━━━━━ Text excerpt ━━━━━

Friday, April 4, 2008

Miss England finalist is not a size 2

Chloe Marshall is a 17-year-old "was the first plus-sized model in British history to make the July finals of [the annual Miss England contest]."

A critic from the Daily Mail had this to say:

"'Feted and fawned over for her courage in daring to break the mould, Chloe boasts she wants to be an 'ambassador for curves',' wrote columnist and former Miss England judge Monica Grenfell. 'Who does she think she's kidding?'

'What she's demonstrating isn't bravery but a shocking lack of self-control,' she wrote. 'Instead of flaunting her figure, Chloe ought to own up to the truth. She is fat and she got that way by over-eating.'"

The article said that Marshall is not obese, having a BMI of 26 (a 30 would qualify as obese), which is fine for her height and weight. Marshall also says that she exercises regularly and eats healthily.

The topic of body image is what originally sparked my interest in feminism when I began to realize that many of the unrealistic ideas about beauty that women in American society receive come from the media, a lot like what is happening in England.

It struck me as particularly offensive how the critic, Grenfell, made assumptions about Marshall, such as her being "fat, lazy and a poster girl for ill health" merely because of Marshall's appearance. Those assumptions are wrong, and they help illustrate a common and terribly widespread prejudice against people who cannot wear a size 2 (or less).

The fact that this is even in the news bothers me. If people had more realistic ideas about weight and health it probably wouldn't be. Marshall's strongest critic seemed to have not done her research, because if she had, she would know that Marshall is in fact NOT obese and not "a poster girl for ill health." The fact that because this woman does not conform to the unrealistic standards of a mislead society and makes the news for it is upsetting.


OutcrazyOphelia said...

Fat phobia is so virulent that even in the face of conflicting facts, the resentment about this woman having the nerve to appear in a beauty competition is palpable. The urge to place people into categories based on visual cues seems almost insurmountable for most. Fat, or in this case, larger than a size 5 means that she must be unhealthy--even if she is perfectly healthy. I wish people would get over themselves and leave the diagnoses to the doctors.

lindabeth said...

'What she's demonstrating isn't bravery but a shocking lack of self-control,' she wrote. 'Instead of flaunting her figure, Chloe ought to own up to the truth. She is fat and she got that way by over-eating.'"

You hit the nail on the head re: the assumptions about fat people. Sure some are lazy and unhealthy, but lots of skinny people are lazy and most of them are unhealthy too!

━━━━━

--- Work instructions ---
Condense the paragraph of the blog post that begins "The article said that Marshall" into a single sentence that keeps its main facts. The records have nothing to do with the blog post.

━━━━━ Records provided ━━━━━

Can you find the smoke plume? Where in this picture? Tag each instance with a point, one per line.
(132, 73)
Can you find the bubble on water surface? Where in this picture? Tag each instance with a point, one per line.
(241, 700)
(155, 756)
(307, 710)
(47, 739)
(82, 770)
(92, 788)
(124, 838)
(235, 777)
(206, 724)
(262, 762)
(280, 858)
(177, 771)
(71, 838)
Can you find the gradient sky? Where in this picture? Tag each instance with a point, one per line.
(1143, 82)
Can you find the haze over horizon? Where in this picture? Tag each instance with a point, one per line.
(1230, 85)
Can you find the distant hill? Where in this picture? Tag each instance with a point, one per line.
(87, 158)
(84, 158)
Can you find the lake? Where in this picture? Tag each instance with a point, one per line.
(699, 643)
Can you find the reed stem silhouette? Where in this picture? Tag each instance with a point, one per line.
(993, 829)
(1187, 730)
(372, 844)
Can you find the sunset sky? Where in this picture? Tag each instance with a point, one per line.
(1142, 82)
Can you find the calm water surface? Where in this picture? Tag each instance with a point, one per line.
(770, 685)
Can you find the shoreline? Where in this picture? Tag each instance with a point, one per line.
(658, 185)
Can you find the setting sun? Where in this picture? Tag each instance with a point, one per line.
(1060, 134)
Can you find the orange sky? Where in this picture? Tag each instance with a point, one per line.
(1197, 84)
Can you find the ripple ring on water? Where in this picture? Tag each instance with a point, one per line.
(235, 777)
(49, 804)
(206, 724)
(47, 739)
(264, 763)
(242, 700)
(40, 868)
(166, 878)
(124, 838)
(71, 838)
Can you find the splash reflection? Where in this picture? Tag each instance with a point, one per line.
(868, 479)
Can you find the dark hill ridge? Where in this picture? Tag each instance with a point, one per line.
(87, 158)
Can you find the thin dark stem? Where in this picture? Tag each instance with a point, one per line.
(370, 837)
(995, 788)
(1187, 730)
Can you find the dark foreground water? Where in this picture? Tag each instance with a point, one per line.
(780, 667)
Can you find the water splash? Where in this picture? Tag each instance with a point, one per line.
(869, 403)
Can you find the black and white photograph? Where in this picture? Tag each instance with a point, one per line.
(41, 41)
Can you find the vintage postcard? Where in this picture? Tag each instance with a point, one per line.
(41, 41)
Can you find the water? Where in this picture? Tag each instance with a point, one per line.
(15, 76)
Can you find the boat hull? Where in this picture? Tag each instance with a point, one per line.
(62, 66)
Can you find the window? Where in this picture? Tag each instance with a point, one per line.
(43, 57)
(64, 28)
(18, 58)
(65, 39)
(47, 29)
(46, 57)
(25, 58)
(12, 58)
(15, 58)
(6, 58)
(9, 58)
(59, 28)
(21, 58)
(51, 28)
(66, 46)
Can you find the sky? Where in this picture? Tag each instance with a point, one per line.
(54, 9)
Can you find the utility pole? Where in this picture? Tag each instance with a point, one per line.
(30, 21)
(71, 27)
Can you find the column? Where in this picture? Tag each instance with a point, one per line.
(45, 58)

━━━━━

--- Answer to the exercise ---
According to the article, Marshall is not obese, since her BMI of 26 (obesity starts at 30) is fine for her height and weight, and she says she exercises regularly and eats healthily.